▶ _OBJECTIVE_
Please rewrite the records below, swapping every "Target" for "Object" and leaving all else unchanged.

Dataset rows showing where objects appear
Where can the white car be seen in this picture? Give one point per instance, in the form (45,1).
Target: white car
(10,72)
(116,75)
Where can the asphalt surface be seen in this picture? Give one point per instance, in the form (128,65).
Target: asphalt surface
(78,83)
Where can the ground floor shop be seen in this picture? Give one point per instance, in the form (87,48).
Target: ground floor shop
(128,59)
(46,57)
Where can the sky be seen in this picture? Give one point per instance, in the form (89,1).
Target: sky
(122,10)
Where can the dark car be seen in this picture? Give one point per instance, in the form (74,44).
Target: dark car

▶ _EXERCISE RESPONSE_
Where can the white car be seen in this picture? Give one point per instance, in the form (45,1).
Object: white car
(10,72)
(116,75)
Where can the asphalt surface be seen in this picture? Give one point per instance, in the form (128,65).
Object: asphalt surface
(78,83)
Where can the ground floor shop be seen in this picture? Give one point per instance, in the form (87,48).
Object: ground floor shop
(128,59)
(46,57)
Where can the sky be seen in this picture? Give one point per instance, in the form (89,1).
Object: sky
(122,10)
Where can the dark car be seen in this picture? Give one point per instance, in the form (74,44).
Object: dark car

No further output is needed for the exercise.